◆ **RECORDS TO USE**
_ _ _ _ _ _ _

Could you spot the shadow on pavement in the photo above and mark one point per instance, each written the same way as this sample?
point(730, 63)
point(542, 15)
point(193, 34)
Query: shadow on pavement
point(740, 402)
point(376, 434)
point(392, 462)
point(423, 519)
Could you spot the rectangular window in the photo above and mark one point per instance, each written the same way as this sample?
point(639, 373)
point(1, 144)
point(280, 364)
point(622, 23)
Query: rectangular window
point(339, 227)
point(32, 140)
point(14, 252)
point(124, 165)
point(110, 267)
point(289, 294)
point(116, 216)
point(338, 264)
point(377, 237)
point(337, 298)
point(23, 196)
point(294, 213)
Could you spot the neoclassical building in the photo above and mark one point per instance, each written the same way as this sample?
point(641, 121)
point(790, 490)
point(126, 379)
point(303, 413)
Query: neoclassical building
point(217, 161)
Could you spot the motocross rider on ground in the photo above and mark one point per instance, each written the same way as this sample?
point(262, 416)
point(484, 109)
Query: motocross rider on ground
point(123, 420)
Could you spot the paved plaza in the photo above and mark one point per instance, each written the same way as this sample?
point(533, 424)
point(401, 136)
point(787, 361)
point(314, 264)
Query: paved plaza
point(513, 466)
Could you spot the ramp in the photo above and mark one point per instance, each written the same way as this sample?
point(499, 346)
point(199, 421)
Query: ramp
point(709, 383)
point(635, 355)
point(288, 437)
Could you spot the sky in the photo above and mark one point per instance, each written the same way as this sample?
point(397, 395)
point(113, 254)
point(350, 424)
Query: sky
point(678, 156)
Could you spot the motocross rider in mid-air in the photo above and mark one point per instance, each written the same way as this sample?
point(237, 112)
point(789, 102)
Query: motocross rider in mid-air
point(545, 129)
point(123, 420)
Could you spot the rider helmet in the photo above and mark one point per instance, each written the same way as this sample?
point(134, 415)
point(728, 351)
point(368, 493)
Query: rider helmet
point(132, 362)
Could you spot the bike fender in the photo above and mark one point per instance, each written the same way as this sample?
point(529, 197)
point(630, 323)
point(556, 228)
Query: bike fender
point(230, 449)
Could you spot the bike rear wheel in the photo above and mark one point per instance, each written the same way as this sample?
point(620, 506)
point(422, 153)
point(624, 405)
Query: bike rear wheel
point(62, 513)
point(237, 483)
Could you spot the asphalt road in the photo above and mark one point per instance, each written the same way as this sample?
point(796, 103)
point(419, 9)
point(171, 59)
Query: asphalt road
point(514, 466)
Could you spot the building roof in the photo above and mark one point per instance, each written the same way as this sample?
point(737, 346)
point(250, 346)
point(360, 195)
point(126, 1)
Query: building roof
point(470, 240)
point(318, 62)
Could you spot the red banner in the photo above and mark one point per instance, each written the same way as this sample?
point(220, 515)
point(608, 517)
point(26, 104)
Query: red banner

_ _ _ _ _ _ _

◆ **EXERCISE**
Copy every line of the records above, reproducing each character as it appears.

◆ **OUTPUT FOR THIS EXERCISE**
Could you spot the shadow on pavement in the photo above and mark one point per instance, each written the same way as this sample?
point(730, 63)
point(542, 15)
point(193, 34)
Query: shadow on pavement
point(740, 402)
point(376, 434)
point(392, 462)
point(423, 519)
Could you spot the rectangular window in the photo above and mark one point per instance, each written the same way as this sample?
point(639, 373)
point(1, 144)
point(280, 364)
point(622, 23)
Query: rectangular window
point(339, 227)
point(32, 140)
point(14, 252)
point(124, 165)
point(110, 267)
point(289, 294)
point(116, 216)
point(338, 264)
point(377, 237)
point(337, 298)
point(23, 196)
point(294, 213)
Could you spot the neoclassical building in the photo above and mark one point per instance, each written the same way as this sample?
point(641, 121)
point(790, 490)
point(126, 379)
point(303, 413)
Query: neoclassical building
point(217, 161)
Could you spot the motocross rider on ground in the photo above and mark one point per instance, each written the same way as this sample?
point(262, 416)
point(484, 109)
Query: motocross rider on ground
point(123, 420)
Could you spot the paved plaza in the photo above and mark one point per instance, each written the same way as this sample?
point(533, 424)
point(401, 136)
point(787, 361)
point(314, 264)
Query: paved plaza
point(513, 466)
Could you spot the ramp in the photo above and mark one point per instance, each written the same way as this sample?
point(499, 346)
point(199, 421)
Query: ramp
point(709, 383)
point(635, 355)
point(288, 437)
Could you spot the sky in the photo above and mark one point per instance, each written the same way as this sample?
point(397, 395)
point(113, 254)
point(350, 424)
Query: sky
point(678, 156)
Could you spot the motocross rider in mid-air in the photo above and mark one point per instance, each written the same way as this sample?
point(237, 112)
point(789, 102)
Query: motocross rider in mid-air
point(545, 129)
point(123, 420)
Could you spot the rider helmet in the photo above and mark one point per instance, each written the same way as this sample?
point(134, 415)
point(728, 351)
point(368, 493)
Query: rider helmet
point(132, 362)
Could you spot the bike fender in the photo above and mark one point per instance, each written the same way as this sample?
point(529, 197)
point(630, 323)
point(556, 228)
Query: bike fender
point(230, 449)
Could you spot the bike rear wheel in the photo above and mark one point per instance, each written the same way as this sample?
point(620, 506)
point(422, 153)
point(624, 405)
Query: bike rear wheel
point(62, 513)
point(237, 483)
Could you spot the asphalt road in the photo above and mark one point per instance, each written the same way as this sample?
point(796, 103)
point(419, 9)
point(171, 59)
Query: asphalt road
point(514, 466)
Could you spot the building roof in the photo above and mark one point per instance, each written the same way as this sample?
point(737, 346)
point(250, 346)
point(360, 195)
point(126, 1)
Query: building roof
point(470, 240)
point(318, 62)
Could you spot the red banner in the photo above and mark one point per instance, each written the same way as this sample?
point(220, 515)
point(608, 517)
point(26, 104)
Query: red banner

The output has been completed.